-- DATA PROVIDED follows --

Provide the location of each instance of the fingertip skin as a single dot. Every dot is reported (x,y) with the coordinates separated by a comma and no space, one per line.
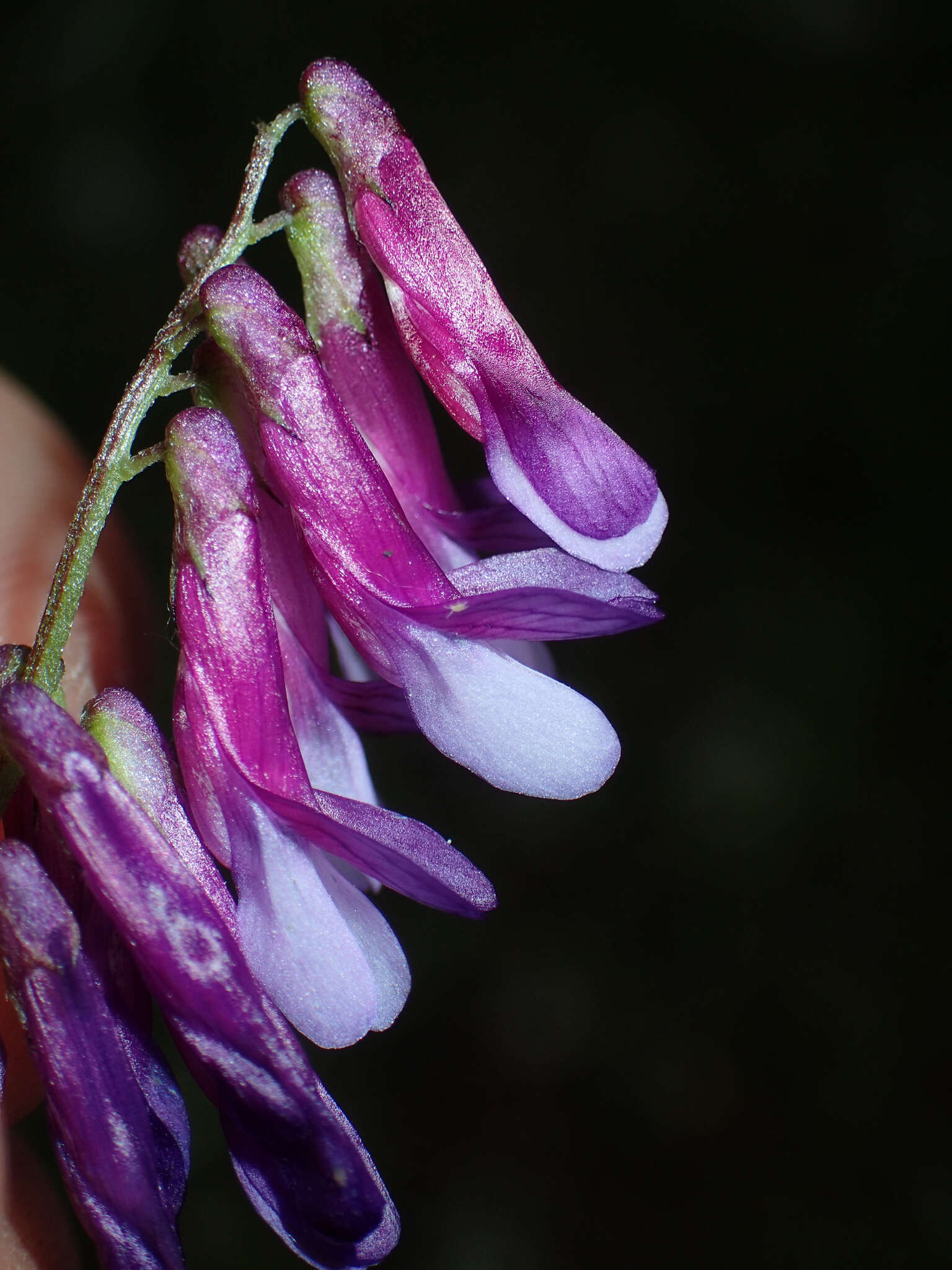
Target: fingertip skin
(40,486)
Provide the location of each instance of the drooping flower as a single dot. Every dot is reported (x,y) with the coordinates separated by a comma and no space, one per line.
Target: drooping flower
(300,1162)
(282,797)
(547,454)
(361,350)
(431,633)
(110,1104)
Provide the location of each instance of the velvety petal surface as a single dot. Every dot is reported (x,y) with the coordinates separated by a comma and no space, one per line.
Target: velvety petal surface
(306,1171)
(551,458)
(100,1121)
(518,729)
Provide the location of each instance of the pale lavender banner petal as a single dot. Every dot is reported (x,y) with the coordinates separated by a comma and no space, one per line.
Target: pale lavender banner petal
(551,458)
(518,729)
(306,1171)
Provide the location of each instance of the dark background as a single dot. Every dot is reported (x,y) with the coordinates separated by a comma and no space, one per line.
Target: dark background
(710,1019)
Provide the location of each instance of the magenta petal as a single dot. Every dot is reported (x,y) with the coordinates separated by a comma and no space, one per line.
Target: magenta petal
(311,1179)
(550,456)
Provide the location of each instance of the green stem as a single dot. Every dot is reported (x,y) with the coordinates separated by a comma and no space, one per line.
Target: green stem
(113,465)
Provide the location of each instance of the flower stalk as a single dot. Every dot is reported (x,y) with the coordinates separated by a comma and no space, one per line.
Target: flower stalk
(115,463)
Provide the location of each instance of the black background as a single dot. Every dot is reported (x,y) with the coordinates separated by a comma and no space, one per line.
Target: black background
(710,1018)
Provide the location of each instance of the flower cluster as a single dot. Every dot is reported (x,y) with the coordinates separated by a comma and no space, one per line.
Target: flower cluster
(328,577)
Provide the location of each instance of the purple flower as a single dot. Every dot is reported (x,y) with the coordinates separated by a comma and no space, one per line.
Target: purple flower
(282,794)
(296,1156)
(547,454)
(361,350)
(111,1104)
(430,633)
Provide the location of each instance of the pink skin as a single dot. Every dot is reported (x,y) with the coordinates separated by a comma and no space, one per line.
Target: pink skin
(43,474)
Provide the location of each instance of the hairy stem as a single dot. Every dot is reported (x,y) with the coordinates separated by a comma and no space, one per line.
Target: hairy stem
(113,465)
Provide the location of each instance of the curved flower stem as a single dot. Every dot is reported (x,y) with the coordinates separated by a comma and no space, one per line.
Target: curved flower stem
(112,465)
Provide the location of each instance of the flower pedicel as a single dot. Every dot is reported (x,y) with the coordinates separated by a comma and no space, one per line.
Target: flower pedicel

-- DATA PROVIDED concluded --

_REQUIRED WORK_
Every line in the listing that holds the string "pedicel" should be copied out.

_PROBLEM SOLUTION_
Provide the location of each instance of the flower pedicel as a single dot. Every dot is reported (x,y) with the coordinates separated by a comma and no space, one per line.
Target: flower pedicel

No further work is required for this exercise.